Copy out all the records below, requests included, and scale each bounding-box coordinate in the answers by 1.8, rounding to whole numbers with halves rounded up. Leave the pictures out of your answer.

# MATERIAL SHOWN
========================================
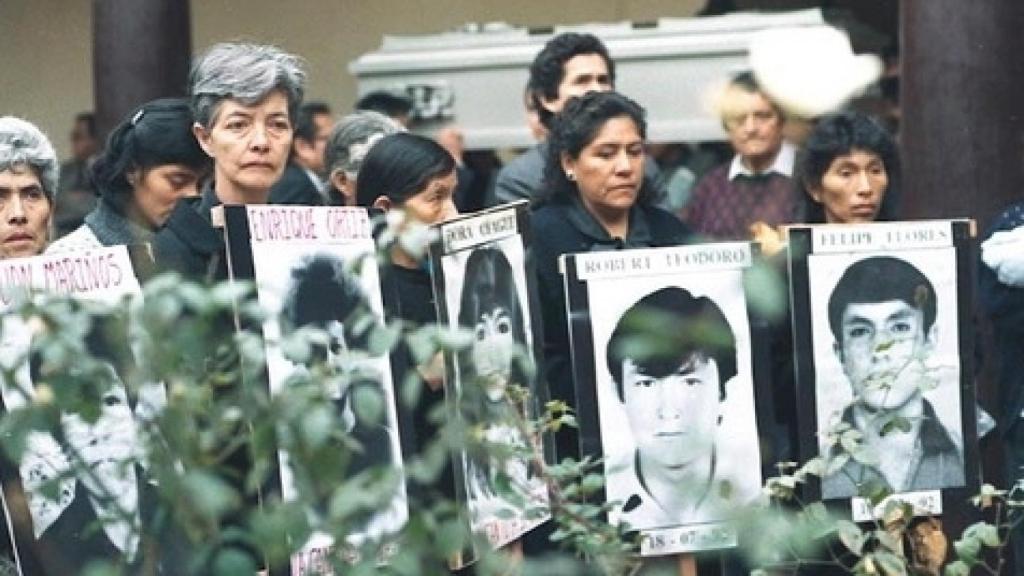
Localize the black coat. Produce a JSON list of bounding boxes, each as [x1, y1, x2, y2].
[[267, 162, 324, 206]]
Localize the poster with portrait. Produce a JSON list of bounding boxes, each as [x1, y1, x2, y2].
[[431, 203, 549, 548], [790, 220, 978, 521], [563, 243, 761, 556], [223, 205, 409, 576], [0, 246, 169, 576]]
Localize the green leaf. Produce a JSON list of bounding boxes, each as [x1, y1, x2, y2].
[[299, 406, 338, 450], [942, 560, 971, 576], [953, 535, 981, 566], [974, 523, 1001, 548], [836, 520, 867, 557], [182, 470, 241, 518], [213, 548, 256, 576], [873, 551, 906, 576], [351, 385, 384, 424]]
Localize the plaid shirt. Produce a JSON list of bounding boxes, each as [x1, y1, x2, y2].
[[680, 157, 800, 240]]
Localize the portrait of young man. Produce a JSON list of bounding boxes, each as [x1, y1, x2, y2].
[[816, 256, 965, 498], [605, 286, 737, 530]]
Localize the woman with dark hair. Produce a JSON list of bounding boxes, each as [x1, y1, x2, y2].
[[458, 247, 529, 521], [797, 112, 900, 223], [530, 92, 690, 458], [355, 132, 458, 243], [355, 132, 458, 506], [48, 98, 209, 252]]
========================================
# COMPLETE ANSWER
Localize the black coat. Produce a JSON list of bounding boxes, each as [x1, y1, x2, y2].
[[481, 292, 583, 371]]
Localize the poster with portrait. Produce a JSON list of bounding boxes, each as [x1, y1, x2, y2].
[[776, 365, 988, 986], [1422, 396, 1760, 938], [1013, 437, 1370, 1001], [401, 369, 736, 1037], [0, 443, 304, 1037]]
Localize the green leaf. Produce a JSON list of bounding boxes, each as [x1, y1, x2, y2].
[[538, 731, 608, 810], [1696, 1008, 1748, 1037], [1715, 963, 1766, 1019], [1753, 941, 1802, 986], [1505, 936, 1561, 1003], [328, 846, 434, 932], [383, 986, 461, 1037], [1571, 992, 1631, 1037], [632, 693, 691, 763]]
Localize the plaid shirt. Produce a JSON list of bounding boxes, each as [x1, y1, x2, y2].
[[1224, 283, 1440, 432]]
Localize the portrait of young man. Produce a JSON list of bounding boxes, each as [x1, y1, x2, y2].
[[1469, 461, 1737, 896], [1089, 515, 1327, 954]]
Localize the woman with dark hair. Produce a JSON list of bounding boxes, each as [x1, y1, x2, y2].
[[824, 445, 952, 938], [1435, 202, 1620, 401], [954, 166, 1242, 824], [639, 238, 824, 437], [639, 238, 824, 911], [86, 176, 376, 454]]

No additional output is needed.